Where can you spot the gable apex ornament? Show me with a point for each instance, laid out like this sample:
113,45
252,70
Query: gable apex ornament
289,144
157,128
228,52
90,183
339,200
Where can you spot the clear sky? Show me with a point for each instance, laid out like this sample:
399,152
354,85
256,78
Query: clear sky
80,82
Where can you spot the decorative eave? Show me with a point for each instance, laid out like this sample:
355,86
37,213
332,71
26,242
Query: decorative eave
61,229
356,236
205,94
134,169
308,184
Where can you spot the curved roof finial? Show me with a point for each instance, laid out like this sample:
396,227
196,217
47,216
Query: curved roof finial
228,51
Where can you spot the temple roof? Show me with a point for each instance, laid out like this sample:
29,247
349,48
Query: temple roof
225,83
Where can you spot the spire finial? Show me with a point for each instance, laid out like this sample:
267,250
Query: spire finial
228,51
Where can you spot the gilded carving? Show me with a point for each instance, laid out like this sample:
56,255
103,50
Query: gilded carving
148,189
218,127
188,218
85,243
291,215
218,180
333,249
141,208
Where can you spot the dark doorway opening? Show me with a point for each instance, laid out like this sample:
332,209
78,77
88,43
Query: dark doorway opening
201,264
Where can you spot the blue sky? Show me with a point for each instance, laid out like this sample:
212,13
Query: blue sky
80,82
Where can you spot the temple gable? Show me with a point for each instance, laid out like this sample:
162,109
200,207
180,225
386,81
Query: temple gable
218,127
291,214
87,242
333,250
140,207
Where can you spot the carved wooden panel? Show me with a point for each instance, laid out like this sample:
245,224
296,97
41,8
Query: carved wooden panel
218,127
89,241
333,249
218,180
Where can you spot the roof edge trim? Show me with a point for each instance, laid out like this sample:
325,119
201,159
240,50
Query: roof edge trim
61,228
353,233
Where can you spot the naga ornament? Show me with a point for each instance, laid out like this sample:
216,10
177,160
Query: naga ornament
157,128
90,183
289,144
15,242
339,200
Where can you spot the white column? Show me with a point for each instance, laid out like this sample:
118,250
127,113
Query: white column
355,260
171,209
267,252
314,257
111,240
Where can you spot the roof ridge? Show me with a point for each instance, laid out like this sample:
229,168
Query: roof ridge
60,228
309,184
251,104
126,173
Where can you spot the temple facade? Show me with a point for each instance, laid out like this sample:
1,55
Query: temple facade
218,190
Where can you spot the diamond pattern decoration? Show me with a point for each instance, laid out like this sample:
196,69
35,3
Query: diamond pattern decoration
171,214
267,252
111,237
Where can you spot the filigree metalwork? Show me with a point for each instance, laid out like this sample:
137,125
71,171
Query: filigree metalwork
========================================================================
* [Exercise goal]:
Please change every "laid out like this sample" in the rows above to "formatted like this example" and give all the rows again, keeping everything else the same.

* [Written answer]:
Where can you spot the gable apex ornament? Show me with a point for each instance, formatted like this example:
113,45
252,70
Query: gable apex ornament
289,144
157,128
228,52
90,183
339,200
Where can you spot the clear sky? Show me with a point for each instance, formatted like this example:
399,152
354,85
256,78
Query: clear sky
80,82
Where can you spot the decorative eave? Show me with a point for each instance, formatted like this example:
355,86
37,213
332,71
26,242
Query: decorative eave
61,229
356,236
205,94
134,169
308,184
Where can you spot the curved roof finial? Show me with a point for each instance, formatted like this example:
396,227
196,217
47,216
Query: curved roof finial
228,51
Where can you spot the temple roof? Show me with a point for each instance, formatted like this example:
29,247
349,48
Query: temple roof
225,83
Where can you spot the spire finial? Show me with a point for each instance, formatted like this example:
267,250
Query: spire finial
228,51
Where can you spot the gilded carving? Show me with a point for each instance, formatted like this example:
56,255
103,50
Query: gilded carving
148,189
218,127
188,218
85,243
291,215
218,180
333,249
141,208
Where can you spot the dark doorway opening? Show me with a point for each instance, formatted like this example:
332,209
78,77
88,43
Query: dark doorway opening
201,264
Where can you spot the blue sky? Show me with a point for each instance, formatted like this example:
212,13
Query: blue sky
80,82
Where can you spot the temple gable? Show me with a point for each instance, formatted like this example:
162,109
200,207
180,225
386,81
Query: temple gable
218,127
291,214
87,242
333,250
140,207
Where can you spot the carved wooden panel? Show me with a point for each instance, formatted like this example:
245,224
296,97
41,8
Query: carved wooden panel
218,127
89,241
333,249
218,180
Where can you spot the roof edge trim? Show me with a point for each instance, formatted like this example:
325,119
201,159
240,50
Query: roof edge trim
61,228
353,233
Where can you spot the naga ornament? Show me with a point for each instance, formatted like this example:
216,10
177,160
Query: naga ornament
157,128
90,183
289,144
15,242
339,200
Where can you spot the white column? Show me with a point for each instance, formatted like this example:
118,250
127,113
Query: white column
355,260
171,209
267,252
314,257
111,240
Where can you spot the roof ridge? Show me with a point for each instance, formatted like this example:
229,168
Query: roof ridge
60,228
309,184
251,104
126,173
Where can you spot the temple facade? Show me with a point for each instance, formatted like this example:
1,55
Query: temple facade
218,190
Where can you spot the diamond pattern decoration? Show me with a point for each instance, formatted like this example:
196,69
35,3
Query: diamond pattern decoration
171,214
267,252
111,237
Where can you spot the filigree metalwork? Show me with a point for each instance, formatted like this example:
137,125
71,171
Query: filigree metalwork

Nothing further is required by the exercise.